═══ Extracted records ═══

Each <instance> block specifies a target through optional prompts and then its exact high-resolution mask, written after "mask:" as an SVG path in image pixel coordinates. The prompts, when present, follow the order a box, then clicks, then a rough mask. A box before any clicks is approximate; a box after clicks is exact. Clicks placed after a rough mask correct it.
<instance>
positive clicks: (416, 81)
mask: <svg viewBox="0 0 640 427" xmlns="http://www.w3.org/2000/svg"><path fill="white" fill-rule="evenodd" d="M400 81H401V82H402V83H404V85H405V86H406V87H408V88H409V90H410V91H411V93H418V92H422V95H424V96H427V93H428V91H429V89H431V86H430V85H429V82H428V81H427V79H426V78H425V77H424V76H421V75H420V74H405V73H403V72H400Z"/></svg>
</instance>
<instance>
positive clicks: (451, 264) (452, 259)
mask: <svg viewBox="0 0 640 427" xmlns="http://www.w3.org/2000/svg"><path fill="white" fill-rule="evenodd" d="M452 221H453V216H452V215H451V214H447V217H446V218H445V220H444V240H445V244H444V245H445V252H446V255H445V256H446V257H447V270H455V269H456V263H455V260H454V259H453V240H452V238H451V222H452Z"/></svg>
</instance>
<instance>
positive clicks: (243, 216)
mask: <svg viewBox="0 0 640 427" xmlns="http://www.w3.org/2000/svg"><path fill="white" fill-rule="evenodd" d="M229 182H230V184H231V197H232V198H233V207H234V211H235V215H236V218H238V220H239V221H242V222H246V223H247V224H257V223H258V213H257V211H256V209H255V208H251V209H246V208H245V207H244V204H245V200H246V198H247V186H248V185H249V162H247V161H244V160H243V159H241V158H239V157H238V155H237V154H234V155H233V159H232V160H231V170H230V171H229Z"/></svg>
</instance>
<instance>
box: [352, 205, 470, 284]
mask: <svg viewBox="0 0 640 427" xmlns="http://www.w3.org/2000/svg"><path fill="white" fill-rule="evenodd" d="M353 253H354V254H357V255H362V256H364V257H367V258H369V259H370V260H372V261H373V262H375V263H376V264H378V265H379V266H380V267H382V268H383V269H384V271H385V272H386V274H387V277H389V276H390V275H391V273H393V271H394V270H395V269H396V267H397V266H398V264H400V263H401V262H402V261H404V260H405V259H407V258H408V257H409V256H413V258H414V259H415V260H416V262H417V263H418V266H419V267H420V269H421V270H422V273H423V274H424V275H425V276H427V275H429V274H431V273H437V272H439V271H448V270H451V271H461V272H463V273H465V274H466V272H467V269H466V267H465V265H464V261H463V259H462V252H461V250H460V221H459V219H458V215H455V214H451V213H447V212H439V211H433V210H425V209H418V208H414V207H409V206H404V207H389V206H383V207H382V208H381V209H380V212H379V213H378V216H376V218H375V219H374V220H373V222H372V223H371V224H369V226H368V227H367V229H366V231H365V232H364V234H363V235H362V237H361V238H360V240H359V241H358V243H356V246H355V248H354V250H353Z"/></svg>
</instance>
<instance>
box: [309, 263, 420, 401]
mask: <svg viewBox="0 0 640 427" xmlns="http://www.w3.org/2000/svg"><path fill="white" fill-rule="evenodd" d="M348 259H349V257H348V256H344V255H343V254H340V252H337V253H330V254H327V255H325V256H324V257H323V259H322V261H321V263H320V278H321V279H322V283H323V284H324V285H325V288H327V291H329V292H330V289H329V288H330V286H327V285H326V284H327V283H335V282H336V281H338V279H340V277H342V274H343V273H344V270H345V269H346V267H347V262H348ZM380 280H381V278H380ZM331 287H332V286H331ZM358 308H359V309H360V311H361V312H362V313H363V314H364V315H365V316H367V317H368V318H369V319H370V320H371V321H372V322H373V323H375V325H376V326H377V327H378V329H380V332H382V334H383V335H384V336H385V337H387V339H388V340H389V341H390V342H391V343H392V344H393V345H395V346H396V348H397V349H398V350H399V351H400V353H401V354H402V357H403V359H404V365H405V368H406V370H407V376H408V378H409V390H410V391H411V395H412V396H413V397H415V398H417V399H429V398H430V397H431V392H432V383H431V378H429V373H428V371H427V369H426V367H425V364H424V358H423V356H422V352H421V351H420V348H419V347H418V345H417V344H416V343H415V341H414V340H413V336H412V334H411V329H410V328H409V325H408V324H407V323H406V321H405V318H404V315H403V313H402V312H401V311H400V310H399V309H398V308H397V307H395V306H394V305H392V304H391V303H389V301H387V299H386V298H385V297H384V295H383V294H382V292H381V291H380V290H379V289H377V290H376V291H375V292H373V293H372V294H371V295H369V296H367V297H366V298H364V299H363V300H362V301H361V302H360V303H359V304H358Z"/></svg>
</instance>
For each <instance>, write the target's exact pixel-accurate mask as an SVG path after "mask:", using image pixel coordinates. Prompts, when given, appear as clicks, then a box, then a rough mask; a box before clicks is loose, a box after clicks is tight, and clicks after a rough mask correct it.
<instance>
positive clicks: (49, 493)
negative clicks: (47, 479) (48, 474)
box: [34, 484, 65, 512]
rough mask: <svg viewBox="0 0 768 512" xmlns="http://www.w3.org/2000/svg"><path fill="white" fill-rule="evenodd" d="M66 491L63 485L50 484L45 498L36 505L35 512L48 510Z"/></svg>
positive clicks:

═══

Work task: All of the data above should be reproduced exactly, with nothing missing.

Task answer:
Each <instance> block specifies a target through optional prompts and then its exact high-resolution mask, written after "mask:" as an SVG path in image pixel coordinates. The prompts, when present, follow the order a box, then clicks, then a rough mask. A box before any clicks is approximate; a box after clicks is exact. Clicks placed after a rough mask correct it.
<instance>
positive clicks: (416, 81)
mask: <svg viewBox="0 0 640 427" xmlns="http://www.w3.org/2000/svg"><path fill="white" fill-rule="evenodd" d="M400 81H401V82H402V83H404V85H405V86H406V87H408V88H409V90H410V91H411V93H418V92H422V95H424V96H427V93H428V91H429V89H431V86H430V85H429V82H428V81H427V79H426V78H425V77H424V76H421V75H420V74H405V73H403V72H400Z"/></svg>
</instance>
<instance>
positive clicks: (451, 264) (452, 259)
mask: <svg viewBox="0 0 640 427" xmlns="http://www.w3.org/2000/svg"><path fill="white" fill-rule="evenodd" d="M452 221H453V216H452V215H451V214H447V217H446V218H445V220H444V240H445V244H444V245H445V252H446V255H445V256H446V257H447V270H455V269H456V263H455V260H454V259H453V240H452V238H451V222H452Z"/></svg>
</instance>
<instance>
positive clicks: (243, 216)
mask: <svg viewBox="0 0 640 427" xmlns="http://www.w3.org/2000/svg"><path fill="white" fill-rule="evenodd" d="M229 182H230V184H231V197H232V198H233V207H234V211H235V215H236V218H238V220H239V221H242V222H246V223H247V224H257V223H258V213H257V211H256V209H255V208H251V209H246V208H245V207H244V204H245V200H246V198H247V186H248V185H249V162H247V161H244V160H243V159H241V158H239V157H238V155H237V154H234V155H233V159H232V160H231V170H230V171H229Z"/></svg>
</instance>
<instance>
box: [352, 205, 470, 284]
mask: <svg viewBox="0 0 640 427" xmlns="http://www.w3.org/2000/svg"><path fill="white" fill-rule="evenodd" d="M353 253H354V254H357V255H362V256H364V257H367V258H369V259H370V260H372V261H373V262H375V263H376V264H378V265H379V266H380V267H382V268H383V269H384V271H385V272H386V274H387V277H389V276H390V275H391V273H393V271H394V270H395V269H396V267H397V266H398V264H400V263H401V262H402V261H404V260H405V259H407V258H408V257H409V256H413V258H414V259H415V260H416V262H417V263H418V266H419V267H420V269H421V270H422V273H423V274H424V275H425V276H427V275H429V274H431V273H437V272H439V271H448V270H451V271H461V272H463V273H465V274H466V272H467V269H466V267H465V265H464V261H463V259H462V252H461V250H460V221H459V219H458V215H455V214H451V213H447V212H439V211H433V210H425V209H418V208H414V207H409V206H404V207H389V206H383V207H382V208H381V209H380V212H379V213H378V216H376V218H375V219H374V220H373V222H372V223H371V224H369V226H368V227H367V229H366V231H365V232H364V234H363V235H362V237H361V238H360V240H359V241H358V243H356V246H355V248H354V250H353Z"/></svg>
</instance>
<instance>
box: [309, 263, 420, 401]
mask: <svg viewBox="0 0 640 427" xmlns="http://www.w3.org/2000/svg"><path fill="white" fill-rule="evenodd" d="M348 259H349V257H348V256H344V255H343V254H340V252H337V253H330V254H327V255H325V256H324V257H323V259H322V261H321V263H320V278H321V279H322V283H323V284H324V285H325V288H327V291H329V292H330V289H329V288H330V286H327V285H326V284H327V283H335V282H336V281H338V279H340V277H342V274H343V273H344V270H345V269H346V267H347V262H348ZM380 280H381V278H380ZM331 287H332V286H331ZM358 308H359V309H360V311H361V312H362V313H363V314H364V315H365V316H367V317H368V318H369V319H370V320H371V321H372V322H373V323H375V325H376V326H377V327H378V329H380V332H382V334H383V335H384V336H385V337H387V339H388V340H389V341H390V342H391V343H392V344H393V345H395V346H396V348H397V349H398V350H399V351H400V353H401V354H402V357H403V359H404V365H405V368H406V370H407V376H408V378H409V390H410V391H411V395H412V396H413V397H415V398H417V399H429V398H430V397H431V392H432V383H431V378H429V373H428V371H427V369H426V367H425V364H424V358H423V356H422V352H421V351H420V348H419V347H418V345H417V344H416V343H415V341H414V340H413V336H412V334H411V329H410V328H409V325H408V324H407V323H406V321H405V318H404V315H403V313H402V312H401V311H400V310H399V309H398V308H397V307H395V306H394V305H392V304H391V303H389V301H387V299H386V298H385V297H384V295H383V294H382V292H381V291H380V290H379V289H377V290H376V291H375V292H373V293H372V294H371V295H369V296H367V297H366V298H364V299H363V300H362V301H361V302H360V303H359V304H358Z"/></svg>
</instance>
For each <instance>, write the target's exact pixel-accurate mask as an SVG path after "mask:", using image pixel coordinates. Prompts, when given, appear as clicks, then a box, then a rough mask; a box before clicks is loose, a box after clicks is tight, and clicks after a rough mask correct it.
<instance>
positive clicks: (49, 493)
negative clicks: (47, 479) (48, 474)
box: [34, 484, 65, 512]
rough mask: <svg viewBox="0 0 768 512" xmlns="http://www.w3.org/2000/svg"><path fill="white" fill-rule="evenodd" d="M66 491L63 485L50 484L45 498L36 505L35 512L48 510Z"/></svg>
positive clicks:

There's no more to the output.